### TEXT FOR ANALYSIS
09 Aug 103 charged in deadly UCL fan violence in Greece
Nearly 100 Croatian soccer fans appeared in an Athens court Wednesday to face criminal charges that include murder and membership of a criminal organization over their alleged involvement in deadly fan violence.
The handcuffed youths — many with their shirts pulled over their heads to hide their identity — appeared before an investigative magistrate a day after a 29-year-old Greek fan was stabbed to death outside AEK Athens’ stadium, prompting the cancellation of a Champions League qualifier against Dinamo Zagreb.
Court officials said the magistrate issued the blanket charges against all 103 suspects, including 97 Croatian nationals. The indictments also included charges of assault and illegal possession and use of explosive material. The murder-related charge is likely to be dropped for most of the defendants as the investigation proceeds.
Amateur video of the attack showed dozens of youths wielding bats and iron bars running past the stadium as flares and petrol bombs exploded. Ten people were injured and four remain hospitalized.
Elsewhere in Greece, police set up highway roadblocks and additional border checks to search for more suspects. Authorities announced that six Croatian nationals were arrested as they attempted to flee the country. Five of the suspects were detained in the northwestern port of Igoumenitsa as they prepared to board a ferry bound for Italy, while the sixth was arrested on a bus bound for Albania.
More violence was feared later Wednesday as Athens club Panathinaikos faced Marseille in a Champions League qualifier, which went ahead under strict security measures at Leoforos Stadium in the center of the Greek capital.
Police set up a cordon around the stadium and patrolled nearby intersections and subway stations.
By half-time no violence had been reported. Traveling French fans were not given tickets. State ERT television said three people were arrested outside the stadium for trying to carry in knives and flares.
The vice president of the European Commission, Greek politician Margaritis Schinas, condemned “the horrible violence” that occurred at AEK’s stadium.
“[There is] no place for violence and hooliganism in European football,” he wrote in an online post, adding that he had contacted the head of European soccer’s governing body, UEFA President Aleksander Ceferin, to discuss the incident.
Greek Public Order Minister Giannis Oikonomou said the police had made “tragic errors” in failing to stop the traveling Croatian supporters and failing to act on information that clashes were likely. He dismissed calls from opposition parties to resign and suspended seven police officers, including several in senior positions, pending an investigation and their reassignment or dismissal.
Outside AEK’s Opap Arena, fans set up tributes to the supporter who was killed — identified by family members as Michalis Katsouris from a town near Athens — leaving flowers and candles at the site where he died of a stab wound.
AEK called for UEFA to impose “immediate and severe punishment” on Dinamo Zagreb, expressing disappointment that the qualifier will go ahead in Zagreb later this month.
“The question that torments our fans is one that we described from the outset and that also torments us: How is it possible that following the brutal murder of Michalis by a gang of vicious criminals from Croatia, for AEK Athens to enter the field and play against this team?” AEK said.
“Will any of his killers be in the stands?”
The Croatian government and Dinamo have both strongly condemned the attacks in Athens. But the Zagreb club defended their actions, insisting they had fully cooperated with authorities, and rejected calls from AEK for expulsion from European competitions.
In a joint statement, meanwhile, the mayors of Athens and Zagreb, Kostas Bakoyannis and Tomislav Tomasevic appealed for calm.
“Athens and Zagreb maintain friendly ties, and as mayors we are committed to strengthening them,” they wrote. “This senseless violence has no place in our stadiums, in our cities and in our societies.”

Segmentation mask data
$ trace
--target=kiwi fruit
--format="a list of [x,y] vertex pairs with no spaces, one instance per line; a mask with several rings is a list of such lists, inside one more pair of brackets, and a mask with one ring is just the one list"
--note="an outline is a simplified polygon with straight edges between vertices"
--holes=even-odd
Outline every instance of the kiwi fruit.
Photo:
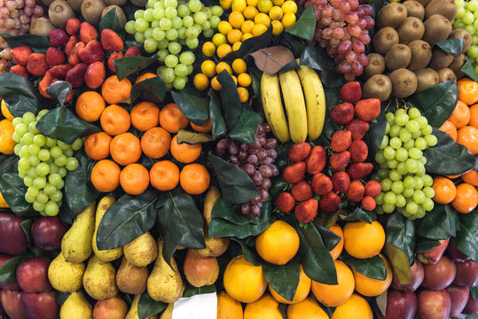
[[425,33],[425,26],[421,19],[417,17],[408,17],[398,27],[398,37],[400,43],[408,44],[412,41],[419,40]]
[[373,49],[380,54],[385,54],[391,47],[398,43],[400,38],[396,30],[391,27],[385,27],[380,29],[373,35]]
[[76,14],[67,1],[55,0],[50,4],[48,16],[55,27],[64,29],[68,19],[76,17]]
[[407,18],[407,8],[402,4],[388,4],[380,9],[377,14],[377,26],[379,27],[398,27]]
[[417,90],[417,75],[406,68],[395,70],[388,75],[393,85],[394,96],[408,97]]
[[394,45],[385,55],[385,63],[388,70],[407,67],[411,58],[411,51],[405,44]]
[[417,92],[421,92],[440,82],[438,74],[431,68],[423,68],[415,71],[415,74],[417,75],[417,80],[419,82]]
[[455,19],[457,10],[457,4],[453,0],[432,0],[425,7],[425,19],[428,19],[434,14],[441,14],[451,21]]
[[425,21],[423,40],[430,44],[448,39],[451,33],[451,23],[441,14],[434,14]]

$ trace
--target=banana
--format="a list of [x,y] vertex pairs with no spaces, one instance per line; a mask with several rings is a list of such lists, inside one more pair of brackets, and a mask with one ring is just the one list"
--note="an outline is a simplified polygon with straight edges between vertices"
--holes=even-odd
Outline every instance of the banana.
[[277,74],[269,75],[265,73],[263,74],[261,79],[261,96],[265,118],[272,129],[274,136],[281,143],[290,141],[289,127],[286,114],[284,113],[284,108],[282,107],[280,87],[278,86],[278,77]]
[[291,139],[295,144],[304,142],[307,138],[307,110],[301,80],[294,70],[280,73],[278,80],[287,112]]
[[307,105],[309,139],[315,141],[322,134],[325,120],[325,93],[316,70],[302,66],[297,69]]

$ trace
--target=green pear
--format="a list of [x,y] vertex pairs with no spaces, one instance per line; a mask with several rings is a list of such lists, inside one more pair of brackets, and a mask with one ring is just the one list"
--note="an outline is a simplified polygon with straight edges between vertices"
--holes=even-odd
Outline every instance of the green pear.
[[98,250],[97,246],[97,233],[98,233],[98,227],[99,226],[99,222],[101,222],[101,219],[103,218],[103,215],[106,211],[111,207],[113,204],[114,204],[115,199],[114,198],[111,196],[106,196],[98,203],[97,207],[97,214],[96,214],[96,220],[95,220],[95,232],[93,233],[93,239],[92,239],[92,245],[93,245],[93,252],[97,255],[98,258],[99,258],[101,261],[105,262],[113,261],[114,260],[117,260],[122,255],[122,247],[118,247],[114,249],[106,249],[106,250]]
[[116,270],[113,265],[93,255],[84,271],[84,290],[97,300],[113,298],[118,293],[115,277]]
[[76,292],[83,284],[84,269],[84,263],[67,261],[63,257],[63,253],[60,253],[50,263],[48,279],[50,279],[51,286],[59,292]]
[[63,237],[61,253],[66,261],[73,263],[83,262],[93,252],[91,240],[95,230],[95,207],[96,201],[93,201],[78,214]]

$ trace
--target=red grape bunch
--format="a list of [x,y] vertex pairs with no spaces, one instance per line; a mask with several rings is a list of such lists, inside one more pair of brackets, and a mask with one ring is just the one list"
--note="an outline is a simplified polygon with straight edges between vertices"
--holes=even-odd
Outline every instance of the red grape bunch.
[[279,174],[278,167],[274,165],[278,157],[274,148],[278,141],[272,137],[267,138],[269,132],[270,127],[267,122],[263,122],[259,125],[254,144],[239,143],[226,137],[215,145],[215,153],[242,168],[259,189],[258,197],[241,205],[241,213],[247,216],[261,215],[263,201],[269,198],[269,189],[272,185],[270,178]]

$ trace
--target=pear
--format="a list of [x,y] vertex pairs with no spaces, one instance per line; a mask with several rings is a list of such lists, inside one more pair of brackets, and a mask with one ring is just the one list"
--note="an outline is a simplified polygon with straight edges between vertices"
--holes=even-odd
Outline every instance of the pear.
[[175,302],[184,291],[181,274],[174,257],[171,257],[169,263],[172,268],[162,258],[162,239],[159,239],[158,258],[147,282],[148,293],[156,301]]
[[95,253],[97,257],[105,262],[113,261],[121,257],[122,255],[122,247],[118,247],[114,249],[98,250],[97,246],[98,227],[99,226],[99,222],[101,222],[101,219],[103,218],[103,215],[105,214],[105,213],[106,213],[109,207],[111,207],[111,206],[114,204],[114,202],[115,202],[114,198],[111,196],[106,196],[101,198],[101,200],[98,203],[98,207],[97,207],[97,215],[96,215],[96,220],[95,220],[95,232],[93,233],[93,239],[92,239],[91,244],[93,245],[93,252]]
[[93,201],[78,214],[73,225],[63,237],[61,253],[66,261],[80,263],[91,254],[93,251],[91,238],[95,230],[95,206],[96,202]]
[[82,288],[84,269],[84,263],[67,261],[63,253],[60,253],[50,263],[48,279],[50,279],[51,286],[59,292],[76,292]]
[[116,270],[112,264],[93,255],[83,275],[84,290],[97,300],[113,298],[118,293],[115,277]]
[[82,292],[72,292],[59,309],[60,319],[92,319],[93,307]]
[[122,292],[141,294],[146,290],[148,276],[149,271],[146,267],[136,267],[128,261],[126,257],[123,257],[116,274],[116,284]]
[[124,256],[133,265],[145,267],[154,261],[158,255],[156,241],[149,231],[123,246]]

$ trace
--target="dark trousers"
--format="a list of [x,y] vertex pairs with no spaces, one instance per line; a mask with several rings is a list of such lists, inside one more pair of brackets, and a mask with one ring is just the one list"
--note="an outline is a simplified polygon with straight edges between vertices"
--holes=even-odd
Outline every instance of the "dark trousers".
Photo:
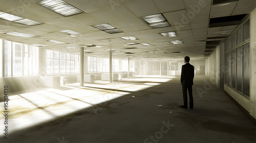
[[188,94],[189,95],[189,105],[191,107],[193,107],[194,101],[193,101],[193,96],[192,94],[192,85],[182,85],[182,91],[183,92],[184,106],[187,107],[187,89],[188,89]]

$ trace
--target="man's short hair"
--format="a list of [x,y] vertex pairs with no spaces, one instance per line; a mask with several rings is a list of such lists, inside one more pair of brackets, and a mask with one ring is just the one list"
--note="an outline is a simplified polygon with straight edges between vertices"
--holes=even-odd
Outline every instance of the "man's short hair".
[[189,58],[189,57],[188,57],[188,56],[185,57],[184,59],[185,59],[185,61],[186,61],[186,62],[189,62],[190,60],[190,58]]

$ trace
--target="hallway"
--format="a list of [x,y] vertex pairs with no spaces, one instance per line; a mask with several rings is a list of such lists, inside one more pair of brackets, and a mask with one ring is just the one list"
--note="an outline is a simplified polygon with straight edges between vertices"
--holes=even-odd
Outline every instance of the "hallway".
[[5,142],[256,142],[255,126],[223,91],[204,76],[194,84],[194,110],[179,107],[179,76],[11,93]]

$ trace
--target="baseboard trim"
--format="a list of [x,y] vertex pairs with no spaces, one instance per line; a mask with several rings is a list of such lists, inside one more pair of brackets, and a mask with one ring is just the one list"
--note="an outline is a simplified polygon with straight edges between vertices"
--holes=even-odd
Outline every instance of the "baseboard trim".
[[250,121],[256,126],[256,119],[252,116],[249,112],[245,109],[244,107],[242,106],[236,100],[234,100],[228,92],[224,91],[225,94],[240,109],[240,110],[247,116]]

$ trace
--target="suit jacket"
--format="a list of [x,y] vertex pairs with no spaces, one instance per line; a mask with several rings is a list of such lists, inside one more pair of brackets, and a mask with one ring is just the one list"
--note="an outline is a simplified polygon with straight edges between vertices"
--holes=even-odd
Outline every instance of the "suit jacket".
[[194,66],[191,65],[189,63],[187,63],[182,65],[181,76],[180,77],[180,82],[181,84],[186,86],[193,85],[194,77]]

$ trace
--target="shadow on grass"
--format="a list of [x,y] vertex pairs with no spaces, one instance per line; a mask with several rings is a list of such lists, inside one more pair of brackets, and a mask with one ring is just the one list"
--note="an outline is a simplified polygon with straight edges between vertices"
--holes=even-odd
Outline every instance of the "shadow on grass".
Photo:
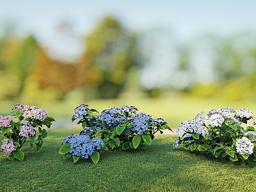
[[[225,183],[232,191],[253,177],[248,166],[173,149],[175,139],[156,139],[145,149],[104,151],[94,164],[64,160],[58,154],[63,138],[50,136],[38,152],[26,146],[24,162],[0,155],[0,184],[6,191],[224,191]],[[232,170],[241,177],[227,181]]]

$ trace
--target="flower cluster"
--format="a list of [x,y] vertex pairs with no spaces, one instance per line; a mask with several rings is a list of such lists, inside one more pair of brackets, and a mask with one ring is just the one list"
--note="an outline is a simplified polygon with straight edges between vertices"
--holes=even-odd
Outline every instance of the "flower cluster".
[[74,112],[74,120],[82,118],[83,116],[86,116],[87,115],[88,107],[88,105],[84,104],[77,107]]
[[92,156],[96,150],[100,150],[104,147],[103,140],[100,138],[93,138],[92,140],[88,136],[71,134],[66,138],[63,144],[70,143],[70,149],[69,153],[73,156],[88,159]]
[[248,162],[249,156],[256,161],[256,129],[252,126],[244,128],[242,123],[253,119],[256,124],[256,116],[247,108],[236,111],[230,108],[210,110],[206,115],[198,113],[192,120],[181,123],[176,134],[179,136],[173,144],[173,148],[179,145],[191,150],[212,154],[216,157],[227,156],[232,161],[241,159]]
[[129,130],[133,132],[138,131],[138,134],[142,134],[144,131],[147,131],[148,127],[154,125],[155,122],[150,115],[140,113],[135,115],[131,120],[132,127]]
[[241,155],[250,155],[253,152],[253,143],[246,137],[236,142],[236,152]]
[[36,131],[32,125],[22,125],[19,135],[22,137],[29,138],[35,135]]
[[[46,130],[42,127],[44,125],[50,128],[51,122],[55,120],[48,116],[43,109],[35,106],[17,104],[12,107],[12,116],[0,116],[0,134],[6,138],[2,141],[1,148],[8,155],[9,159],[16,158],[23,161],[24,153],[20,150],[23,145],[30,143],[31,148],[35,145],[37,150],[40,150],[44,143],[43,139],[47,135]],[[38,128],[37,138],[36,128]]]
[[13,140],[4,140],[2,145],[1,146],[1,150],[3,151],[5,154],[10,155],[12,153],[17,149],[14,145]]
[[13,106],[12,109],[18,109],[22,113],[24,117],[27,117],[32,120],[44,121],[47,117],[47,113],[43,109],[36,106],[29,106],[22,104],[17,104]]
[[10,115],[5,116],[0,116],[0,127],[4,128],[10,127],[12,126],[12,121],[13,118]]
[[120,148],[122,149],[150,145],[154,134],[167,129],[172,129],[161,118],[153,118],[150,115],[140,113],[134,106],[124,105],[103,110],[99,115],[98,111],[90,109],[88,105],[77,107],[72,121],[79,119],[83,129],[79,136],[71,134],[63,141],[59,153],[71,154],[76,162],[80,157],[90,157],[94,163],[99,160],[99,151]]

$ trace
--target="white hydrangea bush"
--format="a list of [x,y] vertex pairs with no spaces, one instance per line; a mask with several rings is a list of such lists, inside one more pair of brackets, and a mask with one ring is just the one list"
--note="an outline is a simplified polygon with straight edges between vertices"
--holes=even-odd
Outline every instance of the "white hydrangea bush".
[[256,130],[244,126],[250,120],[256,124],[256,116],[247,108],[221,108],[206,115],[202,111],[180,124],[173,147],[197,150],[232,161],[256,161]]

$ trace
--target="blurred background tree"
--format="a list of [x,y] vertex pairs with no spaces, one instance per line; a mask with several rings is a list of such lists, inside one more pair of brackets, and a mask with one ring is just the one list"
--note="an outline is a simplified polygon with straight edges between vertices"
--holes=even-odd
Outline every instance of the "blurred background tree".
[[99,98],[116,98],[124,89],[127,71],[136,60],[136,38],[116,19],[104,18],[85,39],[88,66],[93,66]]

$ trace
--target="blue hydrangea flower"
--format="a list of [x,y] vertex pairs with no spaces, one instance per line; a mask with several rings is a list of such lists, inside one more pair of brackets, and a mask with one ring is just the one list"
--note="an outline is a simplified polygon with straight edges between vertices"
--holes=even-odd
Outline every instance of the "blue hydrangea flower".
[[105,146],[103,140],[99,138],[94,138],[92,140],[92,143],[94,144],[97,150],[100,150]]
[[142,134],[145,131],[148,130],[148,126],[154,124],[154,119],[151,116],[145,113],[135,115],[131,121],[133,126],[129,129],[132,131],[138,131],[139,134]]
[[77,107],[74,111],[74,119],[82,118],[87,115],[87,111],[89,109],[88,105],[81,104]]
[[85,127],[83,131],[80,132],[80,134],[84,134],[87,136],[90,136],[92,134],[95,133],[96,130],[93,127]]

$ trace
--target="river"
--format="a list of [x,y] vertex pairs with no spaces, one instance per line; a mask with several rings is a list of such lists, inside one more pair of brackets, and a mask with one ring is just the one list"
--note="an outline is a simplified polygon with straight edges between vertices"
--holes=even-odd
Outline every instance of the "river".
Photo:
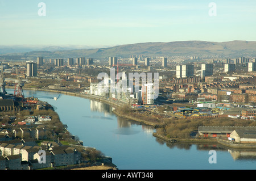
[[[11,89],[7,90],[13,93]],[[236,150],[207,144],[166,144],[152,136],[153,128],[117,117],[111,113],[112,107],[106,104],[54,92],[24,90],[24,93],[26,97],[34,96],[52,105],[71,133],[83,141],[84,146],[95,148],[112,157],[113,163],[120,170],[256,168],[256,150]],[[55,96],[59,97],[55,100]],[[216,153],[212,154],[210,150]]]

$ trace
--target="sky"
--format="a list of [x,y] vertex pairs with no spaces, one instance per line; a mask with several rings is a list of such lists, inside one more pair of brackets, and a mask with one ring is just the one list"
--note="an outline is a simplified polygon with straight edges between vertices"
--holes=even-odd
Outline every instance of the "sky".
[[255,8],[255,0],[0,0],[0,45],[256,41]]

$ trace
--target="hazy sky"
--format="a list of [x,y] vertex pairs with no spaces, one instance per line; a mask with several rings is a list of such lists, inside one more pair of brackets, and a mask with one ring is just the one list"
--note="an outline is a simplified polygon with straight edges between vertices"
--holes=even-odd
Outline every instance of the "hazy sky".
[[0,0],[0,45],[256,41],[255,30],[255,0]]

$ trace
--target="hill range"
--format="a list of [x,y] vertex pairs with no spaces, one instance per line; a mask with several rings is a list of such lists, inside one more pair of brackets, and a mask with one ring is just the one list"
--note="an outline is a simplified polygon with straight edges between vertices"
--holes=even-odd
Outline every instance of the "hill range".
[[24,57],[77,57],[94,58],[111,56],[127,57],[130,55],[144,56],[204,56],[237,57],[256,56],[256,41],[232,41],[210,42],[204,41],[183,41],[168,43],[149,42],[114,46],[103,48],[89,48],[61,50],[38,50],[27,52],[5,53],[3,56]]

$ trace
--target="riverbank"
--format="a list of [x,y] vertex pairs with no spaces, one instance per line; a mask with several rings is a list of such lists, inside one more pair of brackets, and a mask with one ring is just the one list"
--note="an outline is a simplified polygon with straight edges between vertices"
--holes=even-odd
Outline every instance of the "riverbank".
[[[75,96],[77,97],[80,97],[87,99],[93,100],[100,102],[102,102],[104,103],[108,104],[110,106],[112,106],[114,108],[118,108],[122,106],[125,105],[125,103],[119,102],[119,101],[114,101],[112,100],[109,100],[108,99],[106,99],[104,98],[102,98],[98,96],[92,95],[90,94],[80,94],[80,93],[76,93],[69,92],[68,91],[60,91],[57,90],[48,90],[48,89],[24,89],[24,90],[36,90],[36,91],[48,91],[48,92],[56,92],[58,94],[63,94],[64,95]],[[133,121],[135,121],[138,122],[140,124],[144,124],[147,125],[152,126],[155,128],[161,127],[161,125],[158,125],[156,124],[151,123],[145,120],[142,120],[138,118],[133,117],[132,116],[130,116],[127,115],[121,114],[115,110],[114,110],[113,112],[117,115],[117,116],[123,117],[127,119],[129,119]],[[168,138],[163,136],[156,134],[156,133],[153,133],[152,136],[158,138],[159,139],[162,140],[167,142],[183,142],[183,143],[191,143],[191,144],[220,144],[221,145],[224,145],[225,146],[228,146],[229,148],[235,148],[238,149],[256,149],[256,144],[234,144],[232,143],[229,141],[225,141],[225,140],[221,140],[220,139],[211,139],[211,138]]]

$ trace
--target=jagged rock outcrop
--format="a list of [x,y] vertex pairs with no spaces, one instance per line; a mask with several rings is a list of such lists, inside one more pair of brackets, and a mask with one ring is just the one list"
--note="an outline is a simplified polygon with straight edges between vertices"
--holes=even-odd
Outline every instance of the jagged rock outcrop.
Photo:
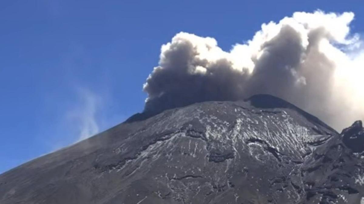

### WHAT IS BEING ASKED
Reproduce everything in the article on the fan violence in Athens from "Elsewhere in Greece, police" down to "bound for Albania.". The records have no connection to the article on the fan violence in Athens.

### OUTPUT FOR THIS TASK
Elsewhere in Greece, police set up highway roadblocks and additional border checks to search for more suspects. Authorities announced that six Croatian nationals were arrested as they attempted to flee the country. Five of the suspects were detained in the northwestern port of Igoumenitsa as they prepared to board a ferry bound for Italy, while the sixth was arrested on a bus bound for Albania.